Complete the following =
1) Print the Jenkins slave status text between "Monitor the status" and "Nagios Service page.", inclusive.
2) Condense the paragraph of the Jenkins slave status text that begins "Visit a url like" into a short bulleted list that keeps its main facts.

Text segment =
──────────

Monitor the status of Jenkins slaves.
Basic usage
Visit a url like http:``//myslave:3141
to see whether a slave is
running and how much memory it is using. Configure the port used by
clicking Manage Jenkins on the dashboard.
Monitoring with Nagios
You can monitor your slaves using Nagios and its remote monitoring tool NRPE. To do this on a Linux slave:
-
Install Nagios on a monitoring server and NRPE on the slave. Instructions are on the Nagios site.
-
Verify that you are monitoring basics like CPU usage and disk space by visiting the Nagios Service page.
-
Edit your Nagios config file (typically
/etc/nagios/nrpe.cfg
). Add a line like the one below. If you have changed the default port used by the slave-status plugin, replace 3141 with your port number.command[check_slave]=/usr/lib/nagios/plugins/check_http -H localhost -p 3141 -r '<status>Running</status>'
-
Check that running this command on the monitoring server gives output about HTTP:
/usr/lib/nagios/plugins/check_nrpe -H [slave server name] -c check_slave
-
Edit the per-server config file on the monitoring server (on Ubuntu this is in
/etc/nagios3/conf.d
). Add a section like the one below. define service{ use generic-service host_name [server name] service_description Hudson Slave check_command check_nrpe_1arg!check_slave } -
Restart Nagios (with a command like
sudo /etc/init.d/nagios3 restart
) and check you can see a Jenkins Slave line for your server on the Service page.

──────────

Dataset section =
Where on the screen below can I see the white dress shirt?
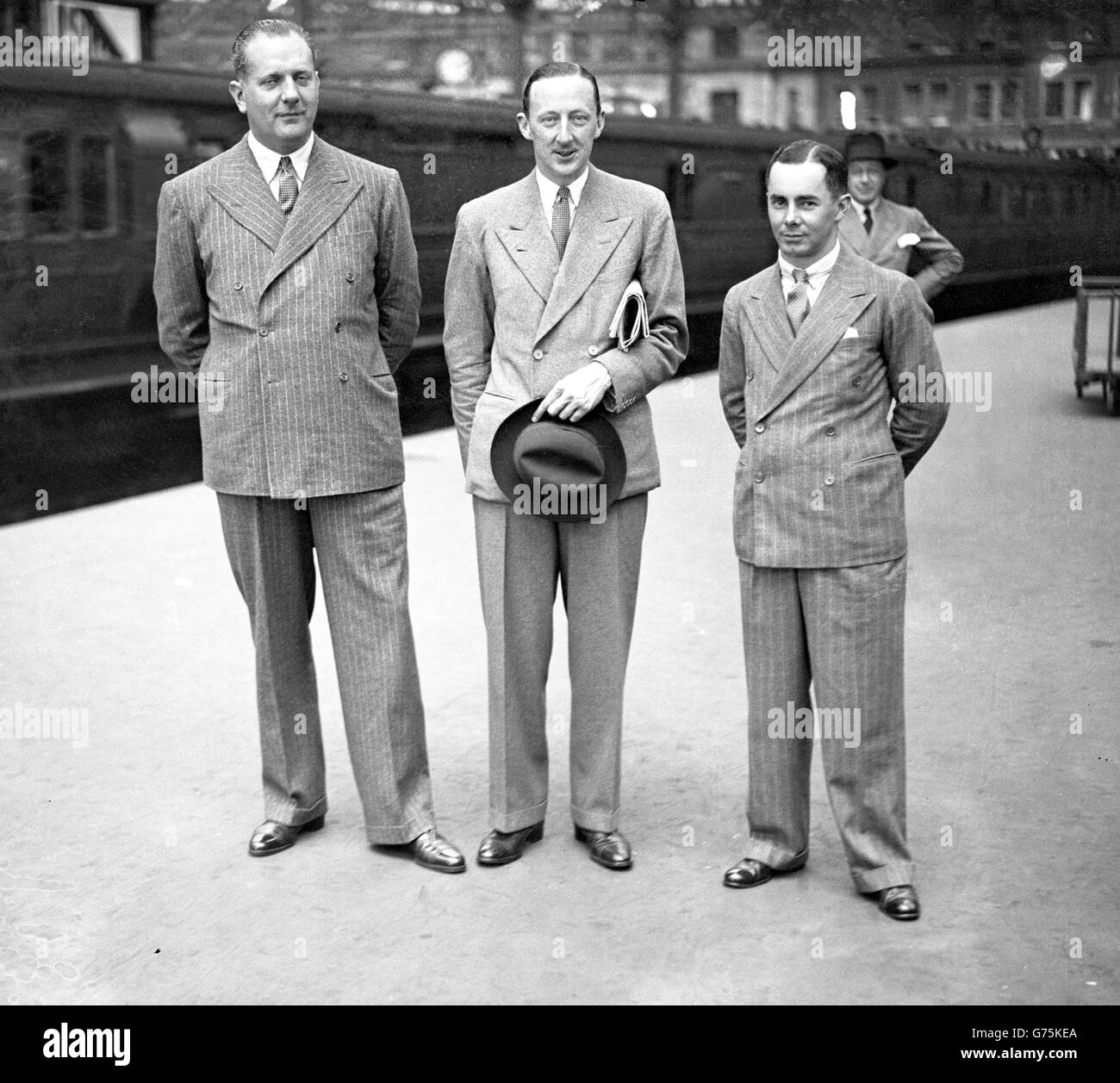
[249,132,314,202]
[777,238,840,308]
[534,165,591,222]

──────────

Written answers =
1)
Monitor the status of Jenkins slaves.
Basic usage
Visit a url like http:``//myslave:3141
to see whether a slave is
running and how much memory it is using. Configure the port used by
clicking Manage Jenkins on the dashboard.
Monitoring with Nagios
You can monitor your slaves using Nagios and its remote monitoring tool NRPE. To do this on a Linux slave:
-
Install Nagios on a monitoring server and NRPE on the slave. Instructions are on the Nagios site.
-
Verify that you are monitoring basics like CPU usage and disk space by visiting the Nagios Service page.

2)
- Open a URL on the slave's port (3141 in the example) to see whether the slave is running and how much memory it uses.
- Set the port through Manage Jenkins on the dashboard.